═══ RECORDS FOR THIS EXERCISE

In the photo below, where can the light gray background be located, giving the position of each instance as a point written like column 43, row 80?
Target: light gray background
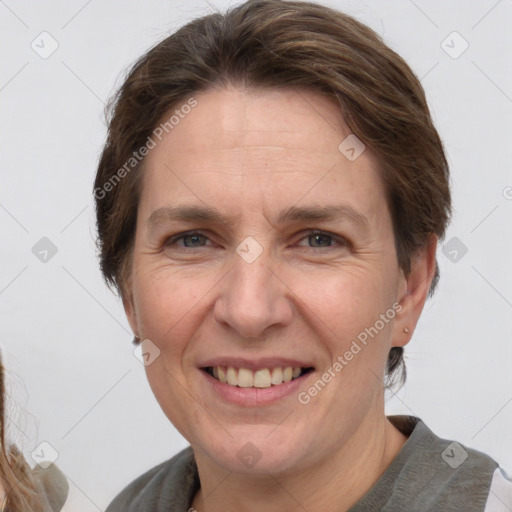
column 73, row 379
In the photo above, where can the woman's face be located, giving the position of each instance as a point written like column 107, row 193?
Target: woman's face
column 290, row 262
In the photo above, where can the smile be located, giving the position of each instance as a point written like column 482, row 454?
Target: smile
column 262, row 378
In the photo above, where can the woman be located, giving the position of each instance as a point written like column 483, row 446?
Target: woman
column 269, row 201
column 23, row 489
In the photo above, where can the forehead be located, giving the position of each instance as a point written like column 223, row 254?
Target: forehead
column 239, row 149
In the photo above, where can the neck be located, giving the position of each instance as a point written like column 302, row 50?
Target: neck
column 335, row 483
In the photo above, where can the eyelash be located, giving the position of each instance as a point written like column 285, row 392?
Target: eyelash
column 339, row 240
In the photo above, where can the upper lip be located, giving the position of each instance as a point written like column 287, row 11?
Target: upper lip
column 254, row 363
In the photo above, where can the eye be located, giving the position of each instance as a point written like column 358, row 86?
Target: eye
column 190, row 239
column 321, row 239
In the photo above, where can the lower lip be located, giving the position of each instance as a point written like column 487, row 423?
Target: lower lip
column 254, row 397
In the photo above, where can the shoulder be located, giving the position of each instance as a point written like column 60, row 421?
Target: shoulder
column 172, row 483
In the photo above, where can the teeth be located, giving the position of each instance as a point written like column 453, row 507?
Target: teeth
column 231, row 375
column 264, row 378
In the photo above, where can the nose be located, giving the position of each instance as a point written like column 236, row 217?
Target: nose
column 253, row 298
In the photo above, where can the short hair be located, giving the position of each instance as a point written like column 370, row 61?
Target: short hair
column 279, row 44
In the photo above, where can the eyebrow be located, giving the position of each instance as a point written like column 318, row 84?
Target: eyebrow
column 193, row 213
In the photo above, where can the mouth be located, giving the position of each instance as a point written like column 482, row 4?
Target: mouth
column 261, row 378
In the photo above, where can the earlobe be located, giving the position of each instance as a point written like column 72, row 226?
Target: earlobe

══════

TO DO:
Turn all of the records above into a JSON list of strings, with one string per line and no blank lines. Don't include the pictures.

ANSWER TO THIS TASK:
[
  "In the photo below, where can the light gray background be located, giving the position of each instance as a point written like column 43, row 80?",
  "Target: light gray background",
  "column 73, row 379",
  "In the photo above, where can the woman's face be located, giving the position of each instance as a point written like column 107, row 193?",
  "Target: woman's face",
  "column 290, row 262",
  "In the photo above, where can the smile be located, giving the position of each instance as a point written like column 482, row 454?",
  "Target: smile",
  "column 262, row 378",
  "In the photo above, where can the woman be located, giving the position of each instance as a point written like column 483, row 446?",
  "Target: woman",
  "column 269, row 201",
  "column 23, row 489",
  "In the photo above, where can the forehead be located, giving the position of each instance as a point written like column 223, row 254?",
  "Target: forehead",
  "column 239, row 149",
  "In the photo above, where can the neck be located, giving the position of each instance as a point written like column 302, row 50?",
  "Target: neck",
  "column 335, row 483",
  "In the photo above, where can the eyelash be located, giving the position of each instance as a point written like column 285, row 392?",
  "Target: eyelash",
  "column 339, row 240",
  "In the photo above, where can the upper lip be located, giving the position of each instance as a point written like column 287, row 11?",
  "Target: upper lip",
  "column 254, row 363",
  "In the photo above, where can the eye be located, giving the position of each instance as a point written like column 358, row 86?",
  "Target: eye",
  "column 190, row 239",
  "column 321, row 239",
  "In the photo above, where can the lower lip be located, giving the position of each instance as a point written like column 487, row 423?",
  "Target: lower lip",
  "column 254, row 397",
  "In the photo above, where can the shoulder be located, giving the position of each instance as a point written like column 60, row 421?",
  "Target: shoulder",
  "column 172, row 483",
  "In the photo above, where can the teeth be located, giving the position of each instance as a point written like column 453, row 507?",
  "Target: teeth",
  "column 231, row 375",
  "column 264, row 378",
  "In the photo above, where can the nose be located, giving the position of each instance as a point written like column 236, row 217?",
  "Target: nose",
  "column 253, row 298",
  "In the photo above, where can the short hair be located, giving the position of each instance as a point written like column 370, row 61?",
  "Target: short hair",
  "column 279, row 44",
  "In the photo above, where can the eyebrow be located, giving the position of each instance as a point written like column 318, row 84?",
  "Target: eyebrow",
  "column 193, row 213",
  "In the photo above, where can the mouth be located, giving the position of each instance as a point written like column 482, row 4?",
  "Target: mouth",
  "column 261, row 378",
  "In the photo above, where can the earlobe be located, giving the position of each instance as a point written like column 72, row 226?",
  "Target: earlobe"
]